Álvaro lembra-se de uma história curiosa: “Ao fim da tarde, Salgueiro Maia estava a conversar com o jornalista e, a certa altura, foi interpelado pelo seu condutor”:
- Meu capitão, não tenho gasolina no jipe.
- Vai a uma bomba e atesta.
- Mas eu não tenho dinheiro, meu capitão.
- Não é preciso. Vai a uma bomba, diz que ela foi nacionalizada e atesta.
Que melhor prova revolucionária?...

■ **Tarefas**:
(a) Duplica, sem qualquer alteração, o trecho do excerto sobre Salgueiro Maia que começa nas palavras que contêm "Álvaro lembra-se de" e termina em "dinheiro, meu capitão.".
(b) Reescreve de forma mais breve o parágrafo do excerto sobre Salgueiro Maia que começa por "Álvaro lembra-se de uma história curiosa", mantendo os factos principais.
(c) Prossegue o texto sobre o episódio de Salgueiro Maia a partir do ponto em que ele termina.
As linhas abaixo não têm qualquer papel neste exercício.

■ **Registos**:
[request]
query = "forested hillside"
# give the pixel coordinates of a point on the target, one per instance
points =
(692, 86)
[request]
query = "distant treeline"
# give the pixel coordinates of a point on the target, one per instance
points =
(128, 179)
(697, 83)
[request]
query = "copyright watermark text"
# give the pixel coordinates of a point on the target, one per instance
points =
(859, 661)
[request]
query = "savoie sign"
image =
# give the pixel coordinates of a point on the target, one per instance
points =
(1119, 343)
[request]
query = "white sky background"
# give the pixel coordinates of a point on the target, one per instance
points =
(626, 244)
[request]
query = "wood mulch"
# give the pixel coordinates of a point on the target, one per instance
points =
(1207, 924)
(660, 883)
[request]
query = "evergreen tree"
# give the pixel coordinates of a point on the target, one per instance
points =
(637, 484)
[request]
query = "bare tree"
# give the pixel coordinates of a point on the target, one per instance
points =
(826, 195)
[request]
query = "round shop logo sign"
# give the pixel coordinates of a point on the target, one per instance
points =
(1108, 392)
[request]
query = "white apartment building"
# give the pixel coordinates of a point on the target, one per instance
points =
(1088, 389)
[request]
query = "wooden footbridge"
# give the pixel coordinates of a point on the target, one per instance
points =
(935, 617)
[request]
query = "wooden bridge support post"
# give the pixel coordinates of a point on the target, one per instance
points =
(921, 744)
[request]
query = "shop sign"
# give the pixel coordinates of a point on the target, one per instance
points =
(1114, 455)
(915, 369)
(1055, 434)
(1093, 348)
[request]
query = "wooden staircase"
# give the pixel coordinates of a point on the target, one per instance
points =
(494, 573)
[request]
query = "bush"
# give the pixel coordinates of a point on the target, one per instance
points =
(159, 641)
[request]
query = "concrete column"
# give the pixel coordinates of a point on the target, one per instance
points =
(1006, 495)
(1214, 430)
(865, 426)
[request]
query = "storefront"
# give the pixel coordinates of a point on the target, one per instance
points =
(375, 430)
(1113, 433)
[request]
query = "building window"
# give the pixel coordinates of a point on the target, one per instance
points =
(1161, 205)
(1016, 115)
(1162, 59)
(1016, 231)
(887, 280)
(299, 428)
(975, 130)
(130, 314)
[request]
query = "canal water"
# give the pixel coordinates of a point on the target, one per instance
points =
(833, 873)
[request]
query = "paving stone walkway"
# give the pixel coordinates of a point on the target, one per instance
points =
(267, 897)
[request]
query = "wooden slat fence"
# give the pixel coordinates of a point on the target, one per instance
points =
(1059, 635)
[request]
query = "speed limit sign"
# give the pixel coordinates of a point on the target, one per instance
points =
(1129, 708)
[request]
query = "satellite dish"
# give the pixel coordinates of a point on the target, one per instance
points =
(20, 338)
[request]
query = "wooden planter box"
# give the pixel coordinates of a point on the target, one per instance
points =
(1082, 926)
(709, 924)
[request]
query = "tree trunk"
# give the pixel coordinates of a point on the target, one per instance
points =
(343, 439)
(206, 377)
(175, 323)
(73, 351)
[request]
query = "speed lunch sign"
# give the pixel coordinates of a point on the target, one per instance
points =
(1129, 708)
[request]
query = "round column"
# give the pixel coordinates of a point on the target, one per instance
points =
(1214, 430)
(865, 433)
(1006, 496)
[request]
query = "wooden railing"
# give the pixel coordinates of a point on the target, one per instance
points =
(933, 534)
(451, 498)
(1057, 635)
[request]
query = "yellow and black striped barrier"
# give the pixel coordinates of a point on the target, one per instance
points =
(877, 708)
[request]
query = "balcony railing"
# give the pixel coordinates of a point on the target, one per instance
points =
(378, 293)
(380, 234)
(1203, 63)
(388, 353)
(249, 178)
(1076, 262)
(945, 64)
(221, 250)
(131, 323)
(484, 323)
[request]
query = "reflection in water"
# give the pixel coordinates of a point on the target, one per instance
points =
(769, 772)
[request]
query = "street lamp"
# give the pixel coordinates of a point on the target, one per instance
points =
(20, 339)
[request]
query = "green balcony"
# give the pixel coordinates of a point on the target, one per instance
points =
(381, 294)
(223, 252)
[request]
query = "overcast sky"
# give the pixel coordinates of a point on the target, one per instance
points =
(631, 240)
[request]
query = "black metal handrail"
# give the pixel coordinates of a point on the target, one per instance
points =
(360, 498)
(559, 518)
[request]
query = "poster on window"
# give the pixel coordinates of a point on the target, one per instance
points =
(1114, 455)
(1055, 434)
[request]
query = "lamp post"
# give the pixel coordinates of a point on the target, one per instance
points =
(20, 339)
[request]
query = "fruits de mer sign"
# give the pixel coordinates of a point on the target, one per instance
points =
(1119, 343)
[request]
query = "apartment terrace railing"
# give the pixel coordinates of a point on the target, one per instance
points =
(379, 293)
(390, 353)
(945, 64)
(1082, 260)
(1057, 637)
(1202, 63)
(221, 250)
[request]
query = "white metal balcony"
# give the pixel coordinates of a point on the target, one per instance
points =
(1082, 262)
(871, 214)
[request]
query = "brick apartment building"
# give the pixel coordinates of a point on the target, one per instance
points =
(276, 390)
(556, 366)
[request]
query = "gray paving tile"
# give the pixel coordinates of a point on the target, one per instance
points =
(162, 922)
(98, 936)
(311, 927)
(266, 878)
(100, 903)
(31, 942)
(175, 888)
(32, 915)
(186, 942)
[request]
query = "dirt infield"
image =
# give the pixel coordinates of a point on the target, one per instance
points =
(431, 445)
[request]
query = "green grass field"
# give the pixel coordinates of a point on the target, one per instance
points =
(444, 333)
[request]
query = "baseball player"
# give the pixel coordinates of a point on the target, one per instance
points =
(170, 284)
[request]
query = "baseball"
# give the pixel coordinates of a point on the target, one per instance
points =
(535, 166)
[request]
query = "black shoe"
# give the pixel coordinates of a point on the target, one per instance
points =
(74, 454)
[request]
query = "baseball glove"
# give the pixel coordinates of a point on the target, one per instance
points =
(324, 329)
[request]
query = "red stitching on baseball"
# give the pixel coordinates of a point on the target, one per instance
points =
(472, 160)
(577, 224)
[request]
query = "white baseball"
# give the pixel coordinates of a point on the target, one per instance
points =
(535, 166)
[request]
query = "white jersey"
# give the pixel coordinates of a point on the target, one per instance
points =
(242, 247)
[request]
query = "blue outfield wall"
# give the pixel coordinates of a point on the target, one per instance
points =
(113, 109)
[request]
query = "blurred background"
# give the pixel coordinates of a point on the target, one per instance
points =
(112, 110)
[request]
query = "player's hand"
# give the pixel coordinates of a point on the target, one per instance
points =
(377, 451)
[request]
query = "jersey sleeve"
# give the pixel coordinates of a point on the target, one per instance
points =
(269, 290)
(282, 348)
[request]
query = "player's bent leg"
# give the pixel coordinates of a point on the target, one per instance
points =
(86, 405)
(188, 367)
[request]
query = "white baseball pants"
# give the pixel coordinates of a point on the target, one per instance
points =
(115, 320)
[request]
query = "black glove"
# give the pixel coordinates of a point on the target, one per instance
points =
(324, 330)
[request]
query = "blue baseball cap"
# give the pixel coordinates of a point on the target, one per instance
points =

■ **Respostas aos exercícios**:
(a)
Álvaro lembra-se de uma história curiosa: “Ao fim da tarde, Salgueiro Maia estava a conversar com o jornalista e, a certa altura, foi interpelado pelo seu condutor”:
- Meu capitão, não tenho gasolina no jipe.
- Vai a uma bomba e atesta.
- Mas eu não tenho dinheiro, meu capitão.

(b) Álvaro recorda um episódio curioso: ao fim da tarde, quando Salgueiro Maia conversava com o jornalista, o seu condutor interpelou-o.

(c)
No meio da confusão daqueles dias, Álvaro Tavares foi procurado por um responsável da revista brasileira Manchete, que queria fotografias do 25 de Abril. Mostrou-lhe algumas. Um silêncio demorado foi quebrado por uma pergunta: “Cara, isto são mesmo fotos da Revolução?” Álvaro estranhou a pergunta e lançou um: “Porquê?” Resposta pronta: “É que eu nunca vi fotografias de revoluções focadas…” É. As fotografias de Álvaro e de José Tavares revelam um cuidado, uma serenidade espantosa para quem estava a viver momentos tão quentes. Havia também alguma economia de meios. Os laboratórios eram muito artesanais e os rolos às vezes eram pagos pelos próprios fotógrafos. Por isso, diz Álvaro Tavares: “Tínhamos de ser muito selectivos, não fotografar à toa.”